◆ WHAT IS BEING ASKED
Starting at the line containing "it: point(895, 828)." and ending at the final line of the data, present those lines as a Markdown table with two columns: Index, giving the row number, and Content, giving the line. Leave out any blank lines.

◆ DATASET ENTRIES

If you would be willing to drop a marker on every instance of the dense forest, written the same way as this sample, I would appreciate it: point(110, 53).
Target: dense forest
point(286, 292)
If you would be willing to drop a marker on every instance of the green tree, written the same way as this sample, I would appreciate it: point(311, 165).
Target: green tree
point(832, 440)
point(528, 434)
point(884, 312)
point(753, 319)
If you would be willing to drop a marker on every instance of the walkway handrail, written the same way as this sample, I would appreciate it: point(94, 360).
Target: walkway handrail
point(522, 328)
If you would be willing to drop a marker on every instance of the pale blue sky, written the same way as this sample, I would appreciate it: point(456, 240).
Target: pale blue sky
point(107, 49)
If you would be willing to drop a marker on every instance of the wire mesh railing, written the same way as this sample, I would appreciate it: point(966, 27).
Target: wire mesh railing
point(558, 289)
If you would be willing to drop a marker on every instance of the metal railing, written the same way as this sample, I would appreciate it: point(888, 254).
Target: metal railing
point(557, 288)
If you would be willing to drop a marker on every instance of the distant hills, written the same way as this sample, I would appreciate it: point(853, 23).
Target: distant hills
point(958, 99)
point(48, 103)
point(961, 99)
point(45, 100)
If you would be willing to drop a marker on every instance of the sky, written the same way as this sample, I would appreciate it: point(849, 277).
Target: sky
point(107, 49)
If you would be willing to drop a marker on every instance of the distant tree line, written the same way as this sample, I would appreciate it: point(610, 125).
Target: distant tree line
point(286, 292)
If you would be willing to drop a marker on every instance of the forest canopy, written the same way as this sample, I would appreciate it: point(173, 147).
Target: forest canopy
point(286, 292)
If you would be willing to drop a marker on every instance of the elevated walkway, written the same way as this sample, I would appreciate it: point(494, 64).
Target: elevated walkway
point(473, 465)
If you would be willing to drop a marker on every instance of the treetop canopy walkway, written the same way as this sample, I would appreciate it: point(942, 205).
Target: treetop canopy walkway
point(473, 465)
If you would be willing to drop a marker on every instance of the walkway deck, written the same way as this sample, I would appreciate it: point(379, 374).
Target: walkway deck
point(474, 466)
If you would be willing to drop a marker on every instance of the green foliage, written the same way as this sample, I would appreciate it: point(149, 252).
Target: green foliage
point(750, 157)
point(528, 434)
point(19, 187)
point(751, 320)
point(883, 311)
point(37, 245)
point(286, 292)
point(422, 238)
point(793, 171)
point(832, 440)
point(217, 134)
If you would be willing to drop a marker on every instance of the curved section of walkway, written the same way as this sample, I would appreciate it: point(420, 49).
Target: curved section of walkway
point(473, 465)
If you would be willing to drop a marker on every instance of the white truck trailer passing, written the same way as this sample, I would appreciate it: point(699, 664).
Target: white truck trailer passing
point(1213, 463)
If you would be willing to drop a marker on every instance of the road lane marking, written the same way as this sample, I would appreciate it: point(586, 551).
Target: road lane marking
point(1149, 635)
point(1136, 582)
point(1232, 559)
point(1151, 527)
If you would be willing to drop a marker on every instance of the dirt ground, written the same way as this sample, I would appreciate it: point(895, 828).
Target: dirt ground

◆ PROBLEM SOLUTION
| Index | Content |
|---|---|
| 1 | If you would be willing to drop a marker on every instance of the dirt ground, written the same way as this sample, I would appreciate it: point(895, 828). |
| 2 | Target: dirt ground |